## Supplied passage
A cable cubby is the recessed power and data module that lives in the surface of a meeting or conference table, bringing sockets and connectivity up to the desktop without trailing leads to the wall. As floors go more flexible and tables carry more technology, the cable cubby has become a standard fixture, and this CAD block lets you show it where it belongs. It is drawn at true millimetre dimensions, ready for AutoCAD 2004 or later, and free for personal and commercial work with no signup and no watermark.

The point of this block is to put power and data on the table itself, not just on the wall. A cable cubby — sometimes flush, sometimes a flip-up or pop-up module — needs a cut-out in the worktop and a route for cabling down through the table base or floor. Drawing it to scale lets you show that cut-out, coordinate it with the table's structure and AV, and prove that connectivity reaches the centre of the room rather than stopping at the perimeter.

What a cable cubby block contains

The block is the plan footprint of an in-surface power and data module: the rectangular or circular cut-out in the worktop, with the socket and data apertures indicated. Variants cover flush plates, flip-up lids and pop-up towers, all of which occupy a defined area of the table top that you need to coordinate with the table structure.

Keeping the cubby on its own services or small-power layer means it reads clearly over the furniture without merging into the table outline. Like a socket symbol, a cable cubby block is kept clean rather than over-detailed, but it carries enough to mark the cut-out position and size accurately so a joiner can set out the aperture and an electrician can plan the route to it.

Typical sizing to design around

Use these ranges as a guide. In-table power modules are commonly drawn with a footprint somewhere around 200 to 400 mm long and 80 to 200 mm wide for a linear flip-up unit, while circular pop-up grommets are often in the region of 80 to 120 mm in diameter. The exact size depends heavily on how many sockets and data ports the module carries, so a six-way unit takes more room than a single socket and data point.

When you place a cubby, allow clearance beneath the table for the cable route and any below-desk power supply, and keep the cut-out clear of the table's main structural rails. These are typical planning ranges rather than fixed specifications; cable cubbies and table power modules vary widely by manufacturer, so confirm the exact module footprint, the cut-out size and the cabling route against the product data before you commit the table detail.

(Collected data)
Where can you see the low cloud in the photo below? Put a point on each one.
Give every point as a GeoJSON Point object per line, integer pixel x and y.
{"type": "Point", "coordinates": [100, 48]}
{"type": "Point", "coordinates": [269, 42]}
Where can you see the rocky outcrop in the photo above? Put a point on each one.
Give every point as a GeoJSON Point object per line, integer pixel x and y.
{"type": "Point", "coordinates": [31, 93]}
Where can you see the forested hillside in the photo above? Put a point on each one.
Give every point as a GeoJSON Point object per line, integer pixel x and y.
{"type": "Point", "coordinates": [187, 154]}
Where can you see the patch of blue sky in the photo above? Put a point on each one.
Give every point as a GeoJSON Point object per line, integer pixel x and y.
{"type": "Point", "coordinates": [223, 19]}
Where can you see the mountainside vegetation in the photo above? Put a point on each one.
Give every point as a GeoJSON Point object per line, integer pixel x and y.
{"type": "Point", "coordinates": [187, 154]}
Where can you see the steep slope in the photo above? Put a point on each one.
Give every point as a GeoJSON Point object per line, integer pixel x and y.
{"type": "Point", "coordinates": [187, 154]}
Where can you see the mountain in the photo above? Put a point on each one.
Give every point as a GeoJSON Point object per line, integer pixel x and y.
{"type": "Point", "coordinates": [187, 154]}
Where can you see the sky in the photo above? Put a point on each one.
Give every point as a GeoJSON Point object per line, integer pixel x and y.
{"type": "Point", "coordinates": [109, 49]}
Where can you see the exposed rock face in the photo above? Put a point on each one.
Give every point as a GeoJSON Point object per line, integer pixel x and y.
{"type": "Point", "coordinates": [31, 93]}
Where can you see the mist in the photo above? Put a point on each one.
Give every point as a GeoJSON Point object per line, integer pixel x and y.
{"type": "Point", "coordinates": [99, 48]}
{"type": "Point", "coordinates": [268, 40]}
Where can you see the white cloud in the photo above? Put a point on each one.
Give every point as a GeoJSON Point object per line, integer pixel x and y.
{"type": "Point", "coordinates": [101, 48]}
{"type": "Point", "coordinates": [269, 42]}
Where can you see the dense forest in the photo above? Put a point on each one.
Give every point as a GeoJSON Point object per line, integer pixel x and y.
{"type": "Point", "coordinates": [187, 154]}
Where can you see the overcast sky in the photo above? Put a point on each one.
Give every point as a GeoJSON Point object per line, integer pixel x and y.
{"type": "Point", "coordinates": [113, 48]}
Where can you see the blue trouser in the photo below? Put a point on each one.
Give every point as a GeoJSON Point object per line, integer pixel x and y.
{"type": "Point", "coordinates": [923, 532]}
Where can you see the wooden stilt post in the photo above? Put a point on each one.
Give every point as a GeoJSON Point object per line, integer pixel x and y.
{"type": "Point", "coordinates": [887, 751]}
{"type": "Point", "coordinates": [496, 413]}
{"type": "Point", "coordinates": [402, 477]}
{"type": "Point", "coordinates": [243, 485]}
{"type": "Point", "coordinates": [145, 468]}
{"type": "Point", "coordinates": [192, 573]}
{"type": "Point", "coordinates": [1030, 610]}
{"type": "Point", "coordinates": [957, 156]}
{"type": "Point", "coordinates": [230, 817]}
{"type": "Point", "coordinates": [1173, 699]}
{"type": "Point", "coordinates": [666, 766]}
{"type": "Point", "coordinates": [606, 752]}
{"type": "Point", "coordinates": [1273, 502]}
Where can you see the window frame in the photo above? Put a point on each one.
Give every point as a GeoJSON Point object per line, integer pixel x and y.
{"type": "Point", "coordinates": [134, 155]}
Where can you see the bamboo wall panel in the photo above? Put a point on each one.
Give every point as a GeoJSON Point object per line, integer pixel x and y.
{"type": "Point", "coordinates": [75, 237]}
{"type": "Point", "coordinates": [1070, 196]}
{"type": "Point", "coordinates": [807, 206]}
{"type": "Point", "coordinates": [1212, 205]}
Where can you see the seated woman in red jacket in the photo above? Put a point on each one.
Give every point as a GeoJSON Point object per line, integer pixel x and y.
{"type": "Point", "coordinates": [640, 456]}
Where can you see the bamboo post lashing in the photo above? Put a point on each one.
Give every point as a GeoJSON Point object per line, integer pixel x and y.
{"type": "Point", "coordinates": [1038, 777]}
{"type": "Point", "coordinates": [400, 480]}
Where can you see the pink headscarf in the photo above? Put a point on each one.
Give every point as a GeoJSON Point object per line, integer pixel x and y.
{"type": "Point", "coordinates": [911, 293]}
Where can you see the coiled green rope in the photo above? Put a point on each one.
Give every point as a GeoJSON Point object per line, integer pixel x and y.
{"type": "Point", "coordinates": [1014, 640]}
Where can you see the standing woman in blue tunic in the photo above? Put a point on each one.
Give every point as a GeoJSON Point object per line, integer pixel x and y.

## Short task
Continue the cable cubby text from the point where it stops.

## Task result
How to insert and coordinate the cubby

The block is full size in millimetres. Insert at scale 1 in a millimetre drawing, 0.001 in a metre drawing, or set INSUNITS to millimetres on an imperial template so AutoCAD rescales on insertion. Run INSERT or drag the DWG from a tool palette, pick an insertion point on the table surface, and rotate to align the module with the table.

Place the cubby where users actually reach it — typically along the centreline of the table or at intervals down a long boardroom table — and check it clears the table base and any beams below. Because each cubby is a single block reference you can array several down a large table, and an edit to the block definition with BEDIT updates every module at once if you change the unit type. Show the cut-out on the joinery drawing and the connectivity on the small-power and data plans.

Where cable cubby blocks are used

Cable cubbies belong on meeting and conference tables, training-room tables, touchdown benches and any worksurface where users plug in laptops and devices without running leads to the wall. They are a fixture of modern boardrooms, video-conference rooms and flexible meeting spaces where technology sits at the table.

Because the block is free and licence-clear it carries from concept to construction. Use it to show, early on, that a meeting table will be properly powered and connected, then keep the same geometry as you coordinate the table joinery, the AV, the under-floor or under-table cabling and the small-power schedule. The cubby that proved the table was connected is the one the joiner cuts and the electrician wires.

Coordinating table power with the floor and AV

A cable cubby is a coordination point between furniture, electrical and AV. The module on the table connects down to a floor box or a wall feed, so place the cubby block on the table and the matching floor-box or socket blocks beneath to show the full route from the desktop to the supply. Aligning the cubby with the AV connection keeps the table's technology tidy and reachable.

Keep the cubby, the table, the floor boxes and any AV on separate layers so a joinery drawing, a small-power plan, a data plan and an AV plan all come from one model. Tag the cubby with a block attribute capturing the module type and the number of power and data outlets, and that information drops into the schedules the furniture supplier, electrician and AV integrator each rely on.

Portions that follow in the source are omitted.